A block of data
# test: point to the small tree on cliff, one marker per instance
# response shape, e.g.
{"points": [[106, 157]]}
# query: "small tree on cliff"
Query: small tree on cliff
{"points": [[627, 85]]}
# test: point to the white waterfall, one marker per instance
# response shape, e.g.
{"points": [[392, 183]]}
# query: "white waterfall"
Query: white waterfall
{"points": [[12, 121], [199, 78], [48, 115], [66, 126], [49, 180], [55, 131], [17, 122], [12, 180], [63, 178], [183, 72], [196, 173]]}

- _Task requirements_
Please rewrite every line of the material above, requests included, with each point coordinate in the answers multiplied by 2.1 and rounded to a whole number, halves rounding up. Leave the numbers in the requests and their format samples as they are.

- _The reply_
# test: point to the small tree on cliff, one marker per instance
# response shape, e.g.
{"points": [[106, 157]]}
# query: "small tree on cliff"
Query: small tree on cliff
{"points": [[1317, 179]]}
# test: point to the white waterfall, one marker per instance
# response shape, e.g.
{"points": [[392, 183]]}
# query: "white waterfall"
Query: white waterfall
{"points": [[25, 254], [418, 164], [101, 242], [139, 265], [103, 378], [116, 275], [36, 256], [25, 378], [132, 374], [384, 151], [412, 363]]}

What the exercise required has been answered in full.